INPUT DATA below:

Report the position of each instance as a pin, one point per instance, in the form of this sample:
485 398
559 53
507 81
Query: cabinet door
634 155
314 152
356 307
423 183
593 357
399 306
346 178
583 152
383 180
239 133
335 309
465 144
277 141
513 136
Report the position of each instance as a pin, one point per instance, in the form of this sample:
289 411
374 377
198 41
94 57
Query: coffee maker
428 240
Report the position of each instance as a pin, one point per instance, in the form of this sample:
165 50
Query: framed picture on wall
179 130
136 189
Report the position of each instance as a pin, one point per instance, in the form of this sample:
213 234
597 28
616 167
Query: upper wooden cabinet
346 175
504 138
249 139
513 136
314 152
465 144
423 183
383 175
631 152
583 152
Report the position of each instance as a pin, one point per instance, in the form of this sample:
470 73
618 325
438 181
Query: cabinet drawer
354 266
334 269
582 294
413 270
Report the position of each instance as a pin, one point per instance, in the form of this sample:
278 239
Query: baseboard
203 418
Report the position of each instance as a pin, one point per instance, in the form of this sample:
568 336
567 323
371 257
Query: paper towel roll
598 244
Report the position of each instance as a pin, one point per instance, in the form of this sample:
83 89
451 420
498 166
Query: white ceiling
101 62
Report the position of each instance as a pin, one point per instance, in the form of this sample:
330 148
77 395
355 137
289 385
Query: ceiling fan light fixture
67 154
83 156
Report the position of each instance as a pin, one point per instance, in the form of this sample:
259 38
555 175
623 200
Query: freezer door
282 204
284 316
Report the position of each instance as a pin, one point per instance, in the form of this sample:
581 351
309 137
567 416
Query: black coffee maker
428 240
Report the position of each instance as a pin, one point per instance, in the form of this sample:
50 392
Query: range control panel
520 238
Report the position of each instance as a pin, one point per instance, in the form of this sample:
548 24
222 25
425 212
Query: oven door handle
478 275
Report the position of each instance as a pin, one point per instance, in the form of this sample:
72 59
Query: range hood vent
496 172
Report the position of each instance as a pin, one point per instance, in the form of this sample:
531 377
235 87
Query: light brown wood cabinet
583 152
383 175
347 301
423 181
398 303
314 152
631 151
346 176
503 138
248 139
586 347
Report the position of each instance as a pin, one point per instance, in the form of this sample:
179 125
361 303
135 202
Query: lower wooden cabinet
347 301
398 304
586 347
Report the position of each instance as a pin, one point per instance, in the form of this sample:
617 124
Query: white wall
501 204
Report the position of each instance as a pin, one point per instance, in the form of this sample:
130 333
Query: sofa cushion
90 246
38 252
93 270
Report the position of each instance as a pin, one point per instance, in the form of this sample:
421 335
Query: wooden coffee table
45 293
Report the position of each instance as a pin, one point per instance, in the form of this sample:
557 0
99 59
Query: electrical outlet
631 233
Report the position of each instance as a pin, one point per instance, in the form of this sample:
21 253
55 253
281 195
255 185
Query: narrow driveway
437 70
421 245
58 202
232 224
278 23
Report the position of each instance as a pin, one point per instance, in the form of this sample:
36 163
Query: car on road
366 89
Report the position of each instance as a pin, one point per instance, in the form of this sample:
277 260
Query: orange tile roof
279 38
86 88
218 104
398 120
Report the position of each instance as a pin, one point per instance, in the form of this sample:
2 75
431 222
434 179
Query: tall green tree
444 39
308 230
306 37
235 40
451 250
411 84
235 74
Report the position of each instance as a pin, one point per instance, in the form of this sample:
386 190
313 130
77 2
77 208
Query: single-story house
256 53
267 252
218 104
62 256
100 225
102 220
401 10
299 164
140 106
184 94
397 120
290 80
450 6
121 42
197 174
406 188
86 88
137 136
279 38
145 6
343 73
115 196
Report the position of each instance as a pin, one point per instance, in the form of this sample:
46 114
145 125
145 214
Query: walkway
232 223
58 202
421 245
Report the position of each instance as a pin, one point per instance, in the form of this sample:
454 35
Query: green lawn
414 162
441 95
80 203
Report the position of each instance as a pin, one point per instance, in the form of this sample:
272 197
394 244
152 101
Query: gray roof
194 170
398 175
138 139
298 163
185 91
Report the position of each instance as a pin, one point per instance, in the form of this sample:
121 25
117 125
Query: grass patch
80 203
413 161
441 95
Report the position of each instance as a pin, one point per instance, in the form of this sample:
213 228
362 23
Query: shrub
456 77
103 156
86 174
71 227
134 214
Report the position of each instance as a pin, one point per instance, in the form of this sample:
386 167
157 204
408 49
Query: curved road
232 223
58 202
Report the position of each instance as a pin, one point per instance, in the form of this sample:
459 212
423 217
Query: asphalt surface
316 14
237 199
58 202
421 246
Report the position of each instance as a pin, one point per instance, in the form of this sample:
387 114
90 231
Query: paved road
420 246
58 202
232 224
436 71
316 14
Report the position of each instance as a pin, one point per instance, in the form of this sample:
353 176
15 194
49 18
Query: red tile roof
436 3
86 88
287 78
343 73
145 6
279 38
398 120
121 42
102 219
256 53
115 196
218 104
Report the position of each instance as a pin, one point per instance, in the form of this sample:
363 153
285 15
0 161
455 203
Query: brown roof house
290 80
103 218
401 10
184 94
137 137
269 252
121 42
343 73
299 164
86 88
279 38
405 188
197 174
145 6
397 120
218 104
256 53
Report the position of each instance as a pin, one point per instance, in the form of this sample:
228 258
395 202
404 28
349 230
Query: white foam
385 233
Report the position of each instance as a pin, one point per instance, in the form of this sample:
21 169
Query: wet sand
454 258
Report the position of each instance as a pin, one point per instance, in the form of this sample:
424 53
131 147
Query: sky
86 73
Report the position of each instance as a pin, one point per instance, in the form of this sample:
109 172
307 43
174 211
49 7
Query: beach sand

End of INPUT DATA.

Each line above is to be copied exactly as written.

Report the position of each instance as a pin, one point per instance, in the form of this sample:
485 398
559 53
507 81
Query: cabinet door
634 155
314 152
356 307
423 183
593 357
399 306
346 178
583 152
383 180
239 133
335 309
465 144
277 141
513 136
Report the position of each instance as a pin, one point per instance, in the form of this sample:
289 411
374 377
198 41
94 57
Query: coffee maker
428 240
Report the position of each instance as a pin, one point per instance, in the form of this sample:
165 50
Query: framed picture on wall
179 130
136 189
Report the position of each instance as a pin, one point per instance, in the form of this sample:
213 234
597 28
616 167
Query: upper wooden cabinet
346 175
504 138
249 139
513 136
314 152
465 144
423 183
383 175
631 152
583 152
Report the position of each instance as a pin, one point per instance, in the form of this sample:
470 73
618 325
438 181
Query: cabinet drawer
354 266
334 269
582 294
413 270
Report the position of each instance as a pin, one point per instance, in the form of this sample:
278 239
Query: baseboard
203 418
Report the position of each instance as a pin, one point per instance, in the form of this sample:
568 336
567 323
371 257
Query: paper towel roll
598 244
Report the position of each instance as a pin, one point per instance, in the form of this sample:
83 89
451 420
498 166
Query: white ceiling
101 62
Report the position of each instance as a pin, one point per instance, in the form of this sample:
330 148
77 395
355 137
289 385
Query: ceiling fan light fixture
67 154
83 156
Report the position of each instance as a pin, one point per instance, in the form of this sample:
259 38
555 175
623 200
Query: freezer door
282 204
284 316
Report the position of each instance as a pin, one point per instance, in the form of this sample:
581 351
309 137
567 416
Query: black coffee maker
428 240
Report the position of each instance as a pin, one point per instance, in the form of this sample:
50 392
Query: range control panel
520 238
Report the position of each instance as a pin, one point per instance, in the form of this sample:
548 24
222 25
425 212
Query: oven door handle
478 275
Report the position of each instance as a pin, one point per instance, in the form of this sample:
72 59
Query: range hood vent
496 172
Report the position of each instance as a pin, one point per instance, in the form of this sample:
531 377
235 87
Query: light brown wood cabinet
583 152
383 175
347 301
423 181
398 303
314 152
631 151
346 176
503 138
248 139
586 347
Report the position of each instance as a pin, one point per instance, in the form of this sample:
179 125
361 303
135 202
Query: lower wooden cabinet
347 301
398 304
586 347
Report the position of each instance as a pin, one point per instance, in the form of this sample:
617 124
Query: white wall
501 204
Report the position of each instance as a pin, one point per instance, in the form of this sample:
130 333
Query: sofa cushion
90 246
38 252
93 270
Report the position of each instance as a pin, one point per instance, in the form of this sample:
421 335
Query: wooden coffee table
45 293
Report the position of each instance as a pin, one point per instance, in the form of this sample:
557 0
99 59
Query: electrical outlet
631 233
Report the position of each instance as a pin, one point per instance, in the form of this sample:
21 253
55 253
281 195
255 185
Query: narrow driveway
437 70
421 245
58 202
232 224
278 23
Report the position of each instance as a pin, one point per instance, in the form of this sample:
36 163
Query: car on road
366 89
Report the position of each instance as a pin, one point per instance, in the form of this sample:
277 260
Query: orange tile roof
279 38
86 88
218 104
398 120
Report the position of each instance as a pin, one point per instance, in the form of this sample:
2 75
431 222
434 179
Query: tall green tree
444 39
308 230
306 37
235 40
451 250
411 84
235 74
Report the position of each instance as a pin, one point per instance, in the form of this sample:
386 190
313 130
77 2
77 208
Query: single-story house
256 53
267 252
218 104
62 256
100 225
102 220
401 10
299 164
140 106
184 94
397 120
290 80
450 6
121 42
197 174
406 188
86 88
137 136
279 38
145 6
343 73
115 196
Report the position of each instance as a pin, one point per instance, in the form of this sample:
46 114
145 125
145 214
Query: walkway
232 223
58 202
421 245
Report the position of each instance as a pin, one point per instance, in the form of this sample:
454 35
Query: green lawn
414 162
441 95
80 203
Report the position of each instance as a pin, one point per instance, in the form of this sample:
272 197
394 244
152 101
Query: gray roof
194 170
398 175
138 139
298 163
185 91
Report the position of each instance as a pin, one point per instance, in the form of this sample:
121 25
117 125
Query: grass patch
80 203
413 161
441 95
Report the position of each instance as a pin, one point per instance, in the form of this sample:
213 228
362 23
Query: shrub
456 77
103 156
86 174
71 227
134 214
Report the position of each instance as a pin, one point per instance, in the form of this sample:
386 167
157 204
408 49
Query: curved road
232 223
58 202
Report the position of each instance as a pin, one point per instance, in the form of this sample:
459 212
423 217
Query: asphalt surface
316 14
237 199
58 202
421 246
Report the position of each instance as a pin, one point per instance, in the form of this sample:
387 114
90 231
Query: paved road
420 246
58 202
232 224
436 71
316 14
Report the position of each instance as a pin, one point per instance, in the form of this sample:
353 176
15 194
49 18
Query: red tile roof
436 3
86 88
287 78
343 73
145 6
279 38
398 120
121 42
102 219
256 53
115 196
218 104
Report the position of each instance as a pin, one point per instance, in the form of this sample:
363 153
285 15
0 161
455 203
Query: brown roof house
290 80
103 218
401 10
184 94
137 137
269 252
121 42
343 73
299 164
86 88
279 38
405 188
197 174
145 6
397 120
218 104
256 53
Report the position of each instance as a pin, one point per instance, in the form of this sample:
228 258
395 202
404 28
349 230
Query: white foam
385 233
Report the position of each instance as a pin, one point per instance, in the form of this sample:
21 169
Query: wet sand
454 258
Report the position of each instance as a pin, one point per instance, in the form of this sample:
424 53
131 147
Query: sky
86 73
Report the position of each instance as a pin, one point per instance, in the form of this sample:
109 172
307 43
174 211
49 7
Query: beach sand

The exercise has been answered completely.